**Exercise prompt**.
All lines from the one with "Target: white wall" through the last are to be given again exactly as they stand in the data below, and only those.

[Records excerpted from a collection]

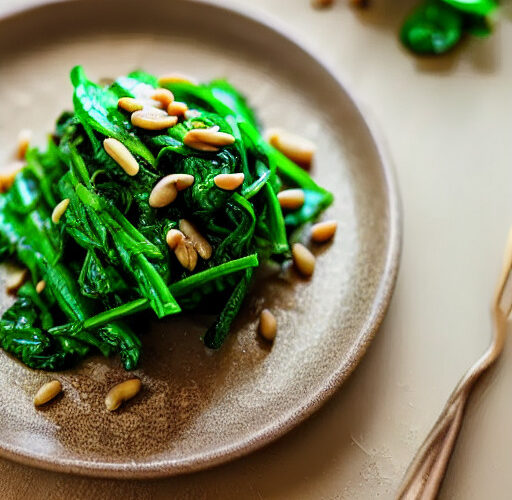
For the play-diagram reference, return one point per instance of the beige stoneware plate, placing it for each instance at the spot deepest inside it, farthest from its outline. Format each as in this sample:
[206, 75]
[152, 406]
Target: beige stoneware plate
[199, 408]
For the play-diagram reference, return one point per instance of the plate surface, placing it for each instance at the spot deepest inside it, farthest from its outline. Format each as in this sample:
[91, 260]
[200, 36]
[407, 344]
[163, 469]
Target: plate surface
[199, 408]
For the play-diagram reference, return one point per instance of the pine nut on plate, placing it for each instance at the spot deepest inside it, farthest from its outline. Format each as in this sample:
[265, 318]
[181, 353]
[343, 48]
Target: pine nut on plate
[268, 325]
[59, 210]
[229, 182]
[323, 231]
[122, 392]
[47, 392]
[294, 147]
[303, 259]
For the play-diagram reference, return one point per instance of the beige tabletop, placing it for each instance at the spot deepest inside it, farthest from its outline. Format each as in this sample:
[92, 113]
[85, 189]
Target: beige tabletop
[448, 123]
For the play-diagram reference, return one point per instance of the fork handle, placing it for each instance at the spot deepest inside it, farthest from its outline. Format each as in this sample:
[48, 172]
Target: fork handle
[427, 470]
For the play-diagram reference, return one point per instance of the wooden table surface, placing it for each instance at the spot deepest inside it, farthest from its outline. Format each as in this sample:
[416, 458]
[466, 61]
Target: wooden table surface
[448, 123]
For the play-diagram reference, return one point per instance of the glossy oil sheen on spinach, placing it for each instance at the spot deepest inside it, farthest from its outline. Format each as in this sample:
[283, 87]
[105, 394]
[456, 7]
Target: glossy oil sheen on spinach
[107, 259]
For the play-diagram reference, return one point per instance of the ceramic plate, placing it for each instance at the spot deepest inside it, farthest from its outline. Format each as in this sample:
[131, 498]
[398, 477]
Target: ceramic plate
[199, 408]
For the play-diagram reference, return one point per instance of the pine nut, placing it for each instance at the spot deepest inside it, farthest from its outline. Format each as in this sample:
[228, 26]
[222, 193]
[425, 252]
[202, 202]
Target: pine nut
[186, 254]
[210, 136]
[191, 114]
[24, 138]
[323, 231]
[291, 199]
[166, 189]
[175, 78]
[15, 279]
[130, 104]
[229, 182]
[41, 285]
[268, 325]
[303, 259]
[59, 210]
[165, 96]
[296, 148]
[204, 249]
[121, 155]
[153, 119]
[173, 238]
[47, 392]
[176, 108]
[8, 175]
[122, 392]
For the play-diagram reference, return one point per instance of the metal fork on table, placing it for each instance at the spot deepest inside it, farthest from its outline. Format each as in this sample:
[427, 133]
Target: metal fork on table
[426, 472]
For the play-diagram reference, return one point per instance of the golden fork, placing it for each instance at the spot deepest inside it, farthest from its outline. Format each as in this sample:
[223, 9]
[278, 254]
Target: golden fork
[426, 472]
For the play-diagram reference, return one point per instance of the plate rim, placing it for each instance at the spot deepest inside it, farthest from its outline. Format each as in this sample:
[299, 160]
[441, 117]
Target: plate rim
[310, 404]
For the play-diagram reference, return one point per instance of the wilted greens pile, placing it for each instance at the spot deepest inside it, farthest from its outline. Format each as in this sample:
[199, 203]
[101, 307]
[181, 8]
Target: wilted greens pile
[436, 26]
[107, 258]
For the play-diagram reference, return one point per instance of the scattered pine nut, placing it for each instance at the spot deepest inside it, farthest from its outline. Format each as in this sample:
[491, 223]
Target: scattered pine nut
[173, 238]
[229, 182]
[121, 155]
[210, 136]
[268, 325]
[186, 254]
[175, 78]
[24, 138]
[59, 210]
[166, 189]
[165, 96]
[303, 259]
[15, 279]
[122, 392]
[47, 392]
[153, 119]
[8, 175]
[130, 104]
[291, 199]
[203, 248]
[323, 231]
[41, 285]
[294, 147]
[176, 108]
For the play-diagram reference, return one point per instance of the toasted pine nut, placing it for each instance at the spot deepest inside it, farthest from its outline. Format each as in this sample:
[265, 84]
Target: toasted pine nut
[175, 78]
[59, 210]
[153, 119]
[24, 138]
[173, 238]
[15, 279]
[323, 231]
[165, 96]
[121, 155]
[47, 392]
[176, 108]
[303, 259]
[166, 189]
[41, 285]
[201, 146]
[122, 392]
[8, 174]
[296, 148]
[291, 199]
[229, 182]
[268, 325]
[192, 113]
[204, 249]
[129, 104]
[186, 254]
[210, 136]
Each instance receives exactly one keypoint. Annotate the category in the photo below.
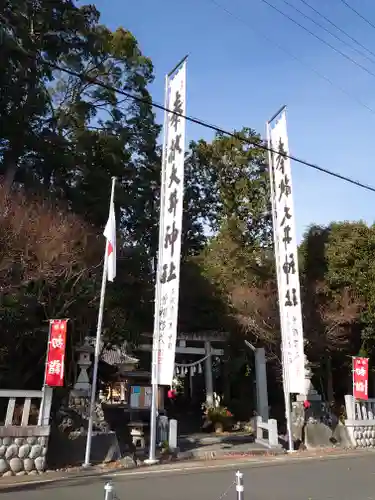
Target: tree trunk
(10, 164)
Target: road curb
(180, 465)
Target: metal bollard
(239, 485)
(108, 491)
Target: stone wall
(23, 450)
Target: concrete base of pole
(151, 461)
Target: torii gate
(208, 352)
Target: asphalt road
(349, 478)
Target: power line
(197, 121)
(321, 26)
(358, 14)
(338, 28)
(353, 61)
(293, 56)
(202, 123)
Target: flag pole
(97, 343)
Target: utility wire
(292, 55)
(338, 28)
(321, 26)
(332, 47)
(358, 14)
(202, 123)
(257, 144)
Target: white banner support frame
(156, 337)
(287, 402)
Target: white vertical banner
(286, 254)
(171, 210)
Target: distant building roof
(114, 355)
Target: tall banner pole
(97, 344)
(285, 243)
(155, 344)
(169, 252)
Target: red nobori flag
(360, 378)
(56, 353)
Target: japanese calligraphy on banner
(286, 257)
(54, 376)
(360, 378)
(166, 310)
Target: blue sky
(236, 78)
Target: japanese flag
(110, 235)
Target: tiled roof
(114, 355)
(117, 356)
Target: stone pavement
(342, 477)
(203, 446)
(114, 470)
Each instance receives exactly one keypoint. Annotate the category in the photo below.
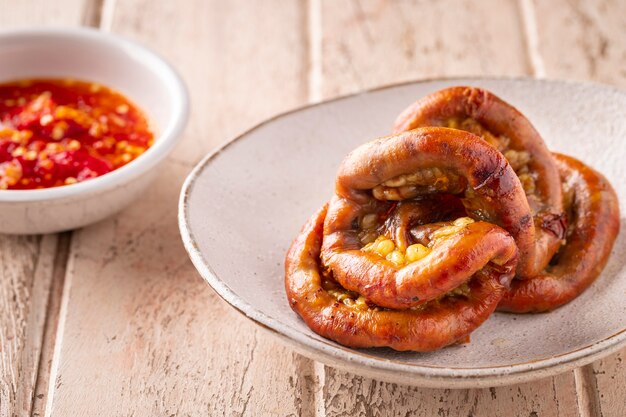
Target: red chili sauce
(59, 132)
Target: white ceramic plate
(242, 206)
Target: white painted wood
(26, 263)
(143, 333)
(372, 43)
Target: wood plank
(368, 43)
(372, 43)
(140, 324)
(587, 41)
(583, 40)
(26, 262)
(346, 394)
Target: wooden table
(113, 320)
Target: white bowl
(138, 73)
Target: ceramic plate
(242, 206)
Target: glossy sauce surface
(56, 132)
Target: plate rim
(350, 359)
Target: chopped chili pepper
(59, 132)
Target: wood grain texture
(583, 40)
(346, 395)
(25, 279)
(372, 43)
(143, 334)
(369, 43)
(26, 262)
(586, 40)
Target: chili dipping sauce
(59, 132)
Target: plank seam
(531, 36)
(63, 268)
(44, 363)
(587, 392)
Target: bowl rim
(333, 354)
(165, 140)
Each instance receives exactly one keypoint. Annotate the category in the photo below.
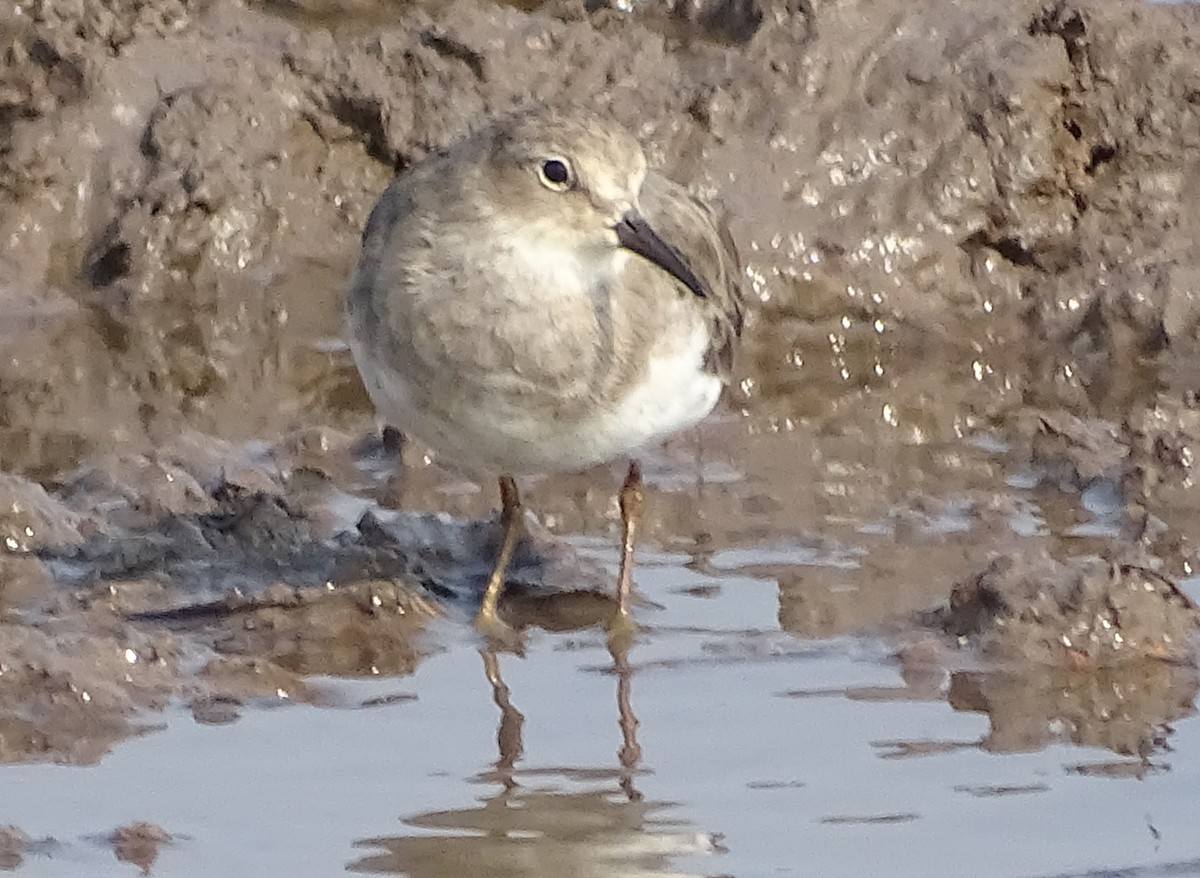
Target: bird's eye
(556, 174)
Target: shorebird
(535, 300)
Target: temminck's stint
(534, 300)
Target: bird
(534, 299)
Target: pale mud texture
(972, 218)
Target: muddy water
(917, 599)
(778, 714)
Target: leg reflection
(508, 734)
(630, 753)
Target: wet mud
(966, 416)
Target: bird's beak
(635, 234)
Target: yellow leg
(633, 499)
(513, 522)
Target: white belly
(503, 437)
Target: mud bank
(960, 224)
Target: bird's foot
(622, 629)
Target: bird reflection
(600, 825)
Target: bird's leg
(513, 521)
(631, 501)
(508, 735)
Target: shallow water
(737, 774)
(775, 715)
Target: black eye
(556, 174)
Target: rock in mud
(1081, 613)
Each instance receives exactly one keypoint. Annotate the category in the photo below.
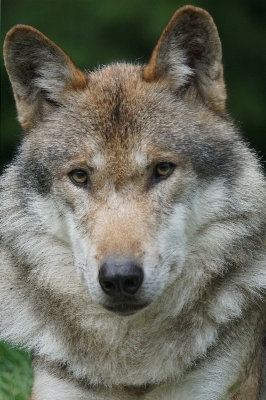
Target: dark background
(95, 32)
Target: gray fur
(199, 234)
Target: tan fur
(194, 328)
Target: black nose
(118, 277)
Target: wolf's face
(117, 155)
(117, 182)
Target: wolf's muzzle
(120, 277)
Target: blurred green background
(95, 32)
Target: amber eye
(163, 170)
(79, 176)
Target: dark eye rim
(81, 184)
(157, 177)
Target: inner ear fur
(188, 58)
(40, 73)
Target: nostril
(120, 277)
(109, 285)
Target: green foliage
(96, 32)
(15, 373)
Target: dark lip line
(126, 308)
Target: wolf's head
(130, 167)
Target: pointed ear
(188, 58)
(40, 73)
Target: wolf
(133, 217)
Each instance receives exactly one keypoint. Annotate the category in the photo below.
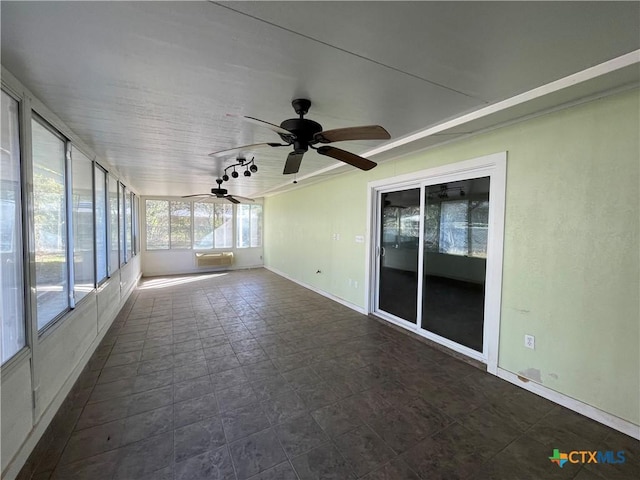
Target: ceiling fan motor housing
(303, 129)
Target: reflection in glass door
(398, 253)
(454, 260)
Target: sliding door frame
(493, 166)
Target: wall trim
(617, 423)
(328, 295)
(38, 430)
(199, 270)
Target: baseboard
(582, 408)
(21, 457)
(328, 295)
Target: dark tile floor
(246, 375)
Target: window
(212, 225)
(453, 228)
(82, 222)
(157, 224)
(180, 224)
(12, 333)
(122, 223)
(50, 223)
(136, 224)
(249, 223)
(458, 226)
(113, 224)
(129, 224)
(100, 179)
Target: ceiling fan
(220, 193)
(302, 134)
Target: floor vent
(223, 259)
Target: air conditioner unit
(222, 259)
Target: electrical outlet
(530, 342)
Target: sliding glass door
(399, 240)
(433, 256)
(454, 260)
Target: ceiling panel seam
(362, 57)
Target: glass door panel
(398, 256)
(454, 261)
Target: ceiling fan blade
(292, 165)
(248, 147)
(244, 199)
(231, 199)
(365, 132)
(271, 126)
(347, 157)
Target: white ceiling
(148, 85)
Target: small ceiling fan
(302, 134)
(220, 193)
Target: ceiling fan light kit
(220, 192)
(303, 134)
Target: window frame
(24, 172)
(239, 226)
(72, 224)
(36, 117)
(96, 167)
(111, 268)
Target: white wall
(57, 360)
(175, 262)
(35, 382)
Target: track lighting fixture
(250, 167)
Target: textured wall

**Written answer**.
Target: white wall
(57, 360)
(175, 262)
(35, 382)
Target: track lighting fixture
(250, 167)
Target: textured wall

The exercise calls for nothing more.